* [WORK INSTRUCTION]: The entries are to be printed again word for word, but no picture may appear.

* [Dataset items]:
+ + + + + + +
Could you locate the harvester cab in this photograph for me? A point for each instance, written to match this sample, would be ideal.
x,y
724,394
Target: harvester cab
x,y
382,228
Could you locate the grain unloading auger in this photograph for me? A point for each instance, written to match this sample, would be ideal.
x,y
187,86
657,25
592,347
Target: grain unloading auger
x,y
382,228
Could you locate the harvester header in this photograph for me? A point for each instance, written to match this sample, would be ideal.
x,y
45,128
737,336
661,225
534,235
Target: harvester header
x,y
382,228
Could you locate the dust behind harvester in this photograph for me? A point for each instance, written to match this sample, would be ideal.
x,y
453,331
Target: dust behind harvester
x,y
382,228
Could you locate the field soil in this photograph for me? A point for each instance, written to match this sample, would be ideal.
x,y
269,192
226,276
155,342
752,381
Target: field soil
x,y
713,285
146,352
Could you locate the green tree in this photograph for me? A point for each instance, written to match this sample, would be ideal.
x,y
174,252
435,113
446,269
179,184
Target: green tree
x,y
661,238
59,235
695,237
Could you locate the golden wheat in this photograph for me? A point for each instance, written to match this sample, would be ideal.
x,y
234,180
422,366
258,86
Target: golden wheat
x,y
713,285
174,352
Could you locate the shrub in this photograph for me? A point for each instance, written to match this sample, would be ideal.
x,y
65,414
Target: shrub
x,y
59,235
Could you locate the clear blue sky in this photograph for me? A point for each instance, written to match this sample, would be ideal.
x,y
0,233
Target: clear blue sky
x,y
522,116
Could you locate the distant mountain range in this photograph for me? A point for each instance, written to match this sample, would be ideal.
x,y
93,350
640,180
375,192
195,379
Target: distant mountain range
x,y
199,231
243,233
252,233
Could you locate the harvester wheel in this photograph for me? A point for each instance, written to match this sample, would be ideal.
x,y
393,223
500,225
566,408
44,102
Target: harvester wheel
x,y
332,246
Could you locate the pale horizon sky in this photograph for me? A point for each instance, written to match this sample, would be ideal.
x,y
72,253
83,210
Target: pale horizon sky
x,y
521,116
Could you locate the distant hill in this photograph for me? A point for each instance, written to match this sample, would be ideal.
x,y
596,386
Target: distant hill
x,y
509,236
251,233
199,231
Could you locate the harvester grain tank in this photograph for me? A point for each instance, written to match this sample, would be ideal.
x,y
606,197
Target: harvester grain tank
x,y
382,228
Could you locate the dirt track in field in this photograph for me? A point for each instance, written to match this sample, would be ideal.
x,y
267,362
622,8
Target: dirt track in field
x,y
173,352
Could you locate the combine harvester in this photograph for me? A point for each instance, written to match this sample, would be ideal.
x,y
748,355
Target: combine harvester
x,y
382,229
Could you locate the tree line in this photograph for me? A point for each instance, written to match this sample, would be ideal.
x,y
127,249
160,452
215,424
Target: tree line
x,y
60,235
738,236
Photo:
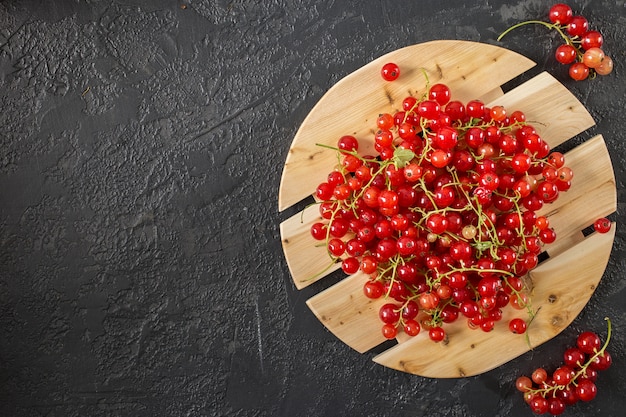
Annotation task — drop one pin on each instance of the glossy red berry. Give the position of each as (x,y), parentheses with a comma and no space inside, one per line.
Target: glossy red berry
(560,13)
(390,71)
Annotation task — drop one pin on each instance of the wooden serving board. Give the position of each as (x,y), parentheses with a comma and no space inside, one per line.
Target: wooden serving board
(562,284)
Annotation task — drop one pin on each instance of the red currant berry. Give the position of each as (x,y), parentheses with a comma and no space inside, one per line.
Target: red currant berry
(390,71)
(578,71)
(439,93)
(565,54)
(578,26)
(373,289)
(560,13)
(591,39)
(586,389)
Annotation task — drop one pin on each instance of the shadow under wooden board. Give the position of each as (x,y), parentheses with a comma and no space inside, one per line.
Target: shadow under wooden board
(561,285)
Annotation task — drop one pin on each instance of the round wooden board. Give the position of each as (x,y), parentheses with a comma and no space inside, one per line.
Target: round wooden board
(562,284)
+ + + + + + +
* [RESULT OF THIS EXERCISE]:
Could you locate the harvester cab in this photograph for me? A point for each instance, written to match this sample, would be ideal.
x,y
724,394
Target: harvester cab
x,y
382,228
Could you locate the grain unloading auger in this photograph for me? A point for each instance, written to match this sample, would be ideal.
x,y
187,86
657,25
592,347
Target: grain unloading auger
x,y
382,228
Could you locate the harvester header in this photograph for me? A point for each instance, written to match this sample, would be ideal.
x,y
45,128
737,336
661,225
534,235
Target: harvester header
x,y
382,228
Could you locate the dust behind harvester in this photograph for me? A point for each instance, written to match this sample, would be ideal.
x,y
453,331
Target: dust behind harvester
x,y
382,228
Could you locate the field soil in this photograph for me? A point for each instance, written to match this sample, would be ideal.
x,y
269,192
226,276
155,342
752,381
Target: field soil
x,y
713,285
146,352
Could you locate the green tree in this photograph for me? A point for each instance, written to match this sample, would be ideal.
x,y
174,252
435,113
446,269
179,184
Target: green tree
x,y
661,238
59,235
695,237
Could you locate the golden wheat in this photograph for me? A point for each instance, written to match this sample, would be ideal.
x,y
234,180
422,366
258,86
Target: golden wheat
x,y
713,285
174,352
Could you locate the shrub in this photograph for me? A point for each instance, written to match this sample, would be ideal.
x,y
65,414
Target: shrub
x,y
59,235
Could you locate the clear blue sky in this photograph for me? A point for each instance, written to match this sample, would be ideal.
x,y
0,233
Target: clear blue sky
x,y
522,116
Could you locate the distant mountain range in this photograph for me? A point for each instance, written to match this sample, would be ideal.
x,y
93,350
640,180
375,192
195,379
Target: distant mountain range
x,y
199,231
243,233
252,233
Could you locate the harvester wheel in this photograph for me? A point for each instance, written to match this sample, would be ideal.
x,y
393,223
500,225
566,408
44,102
Target: harvester wheel
x,y
332,246
Could you locate the pale horizon sky in this photograph for me? A point for each instance, written to match this sample, would be ideal.
x,y
72,253
83,210
Target: pale horizon sky
x,y
521,116
Could you locate the distant hill in this photograph for me? A point for each instance, written to match this sample, would be ideal.
x,y
596,386
Target: distant hill
x,y
509,236
251,233
199,231
Could you locate the harvester grain tank in this photograph for me? A point for each instance, written to match this sample, would be ideal.
x,y
606,197
Target: harvester grain tank
x,y
382,228
Could you locate the dirt track in field in this photograph for me? A point for each instance, written to match this sample, would be ideal.
x,y
267,362
622,8
Target: dirt track in field
x,y
173,352
Could you locate the combine harvester in this photograph for me? A point for each instance, written to match this sample, would be ideal.
x,y
748,355
Target: combine harvester
x,y
382,229
Could you locate the tree line in this photograph for me? A point for each instance, written to match this sample, would be ideal.
x,y
127,249
160,452
215,424
Target: tree line
x,y
60,235
738,236
Photo:
Annotation task — drop one pin on each instance of the glossy red berry. Give the position of each as (x,y), parentheses with a comma and no space inside, one per line.
Target: glossy red berry
(560,13)
(390,71)
Annotation task — drop one pin on each instance of the wooden serving board. Give the position of each as (x,y), parentheses with a comma and no space inside, one per line.
Target: wooden serving board
(562,284)
Annotation task — drop one pin on each instance of the red currant berry. Give the position of each as (x,y), parentheses with a comma and no space inside, one per line.
Target: red currant berry
(390,71)
(578,71)
(439,93)
(565,54)
(578,26)
(373,289)
(560,13)
(591,39)
(586,389)
Annotation task — drop one pin on each instance of the shadow under wooden board. Give the position of each as (x,y), parentheses with a comma and no space inside, one per line.
Target: shadow under wooden board
(561,285)
Annotation task — drop one pin on each instance of the round wooden board. Give the position of each as (x,y), parentheses with a comma and no space inside, one per line.
Target: round wooden board
(562,284)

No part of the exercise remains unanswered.